Written problem
Reproduce verbatim the part of the rows below that begins with the line containing "of the metal" and runs through the final row, including both of those lines.

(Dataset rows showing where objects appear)

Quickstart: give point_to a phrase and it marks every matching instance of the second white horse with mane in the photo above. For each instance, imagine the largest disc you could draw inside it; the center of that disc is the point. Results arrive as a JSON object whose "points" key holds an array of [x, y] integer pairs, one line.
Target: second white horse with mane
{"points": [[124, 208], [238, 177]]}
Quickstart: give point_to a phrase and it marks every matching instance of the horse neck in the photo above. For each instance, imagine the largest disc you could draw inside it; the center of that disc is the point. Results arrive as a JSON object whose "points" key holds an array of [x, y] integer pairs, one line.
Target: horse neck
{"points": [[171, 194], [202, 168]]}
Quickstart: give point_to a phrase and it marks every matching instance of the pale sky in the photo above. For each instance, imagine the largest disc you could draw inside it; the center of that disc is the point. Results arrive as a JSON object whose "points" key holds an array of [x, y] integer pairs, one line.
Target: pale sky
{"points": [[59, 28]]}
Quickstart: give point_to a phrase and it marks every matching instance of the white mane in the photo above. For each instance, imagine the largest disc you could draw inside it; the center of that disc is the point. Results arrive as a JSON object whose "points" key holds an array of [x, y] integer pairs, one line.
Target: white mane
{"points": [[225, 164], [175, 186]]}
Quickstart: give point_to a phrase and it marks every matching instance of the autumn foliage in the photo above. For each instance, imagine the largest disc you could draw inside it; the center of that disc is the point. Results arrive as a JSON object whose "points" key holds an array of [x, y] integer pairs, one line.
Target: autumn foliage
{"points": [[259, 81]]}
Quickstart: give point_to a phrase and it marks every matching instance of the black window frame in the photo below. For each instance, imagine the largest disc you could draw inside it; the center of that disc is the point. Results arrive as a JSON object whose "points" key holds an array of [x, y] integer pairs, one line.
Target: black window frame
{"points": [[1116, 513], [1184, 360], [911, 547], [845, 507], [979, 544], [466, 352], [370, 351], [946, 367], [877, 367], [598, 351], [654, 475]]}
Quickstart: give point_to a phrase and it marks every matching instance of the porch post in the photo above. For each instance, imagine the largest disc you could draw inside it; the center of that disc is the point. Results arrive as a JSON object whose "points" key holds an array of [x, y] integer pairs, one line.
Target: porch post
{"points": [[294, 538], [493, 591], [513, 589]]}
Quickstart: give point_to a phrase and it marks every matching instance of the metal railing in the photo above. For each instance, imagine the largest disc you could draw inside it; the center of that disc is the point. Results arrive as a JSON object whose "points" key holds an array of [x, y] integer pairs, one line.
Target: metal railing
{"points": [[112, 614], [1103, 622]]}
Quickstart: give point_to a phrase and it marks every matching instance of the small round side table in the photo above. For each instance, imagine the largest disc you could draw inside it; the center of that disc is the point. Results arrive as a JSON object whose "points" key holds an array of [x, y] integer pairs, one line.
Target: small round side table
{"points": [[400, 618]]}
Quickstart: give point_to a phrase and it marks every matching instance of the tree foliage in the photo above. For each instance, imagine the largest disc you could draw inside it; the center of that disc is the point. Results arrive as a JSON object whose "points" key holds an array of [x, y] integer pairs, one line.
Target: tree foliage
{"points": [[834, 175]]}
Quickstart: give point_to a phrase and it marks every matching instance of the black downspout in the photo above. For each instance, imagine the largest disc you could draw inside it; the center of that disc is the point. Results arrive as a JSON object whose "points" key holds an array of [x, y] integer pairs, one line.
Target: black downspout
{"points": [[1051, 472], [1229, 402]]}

Final answer
Quickstart: give point_to a phrase and it marks every matching instance of the metal railing in the photo above. For each instance, imagine the largest disc you could draw inside it; the center of that disc is the point. Results arrive as a JSON object whose "points" key holds an array of [x, y] integer pairs, one line.
Target: metal railing
{"points": [[112, 614], [1103, 622]]}
Quickstart: give point_to a phrase and it marks every matching instance of the small round side table in the photo above. For each instance, imagine the largest disc you could draw inside it; the center of that disc is the point. Results arrive as a JSON object whose "points" key holds an array of [x, y] integer pairs, one line.
Target: small round side table
{"points": [[400, 618]]}
Quickstart: give point_to a phrase and it marks every matching instance of the tree foliage in the photo above. For each instance, imagine the largest disc you could draw inside it; the center of that disc is the point. Results arrive as a JSON object whose "points" key holds an array of [x, y] integer pairs, one line.
Target: tree foliage
{"points": [[834, 175]]}
Quickstart: give point_to a phrase and it marks every matching instance of the black downspout in the photo above. For each instance, imagine the largest disc you could draw inside it; the center of that disc is the point. Results arrive as a JSON object whose "points" key holds an array of [x, y] integer pairs, one line.
Target: black downspout
{"points": [[1051, 472], [1229, 402]]}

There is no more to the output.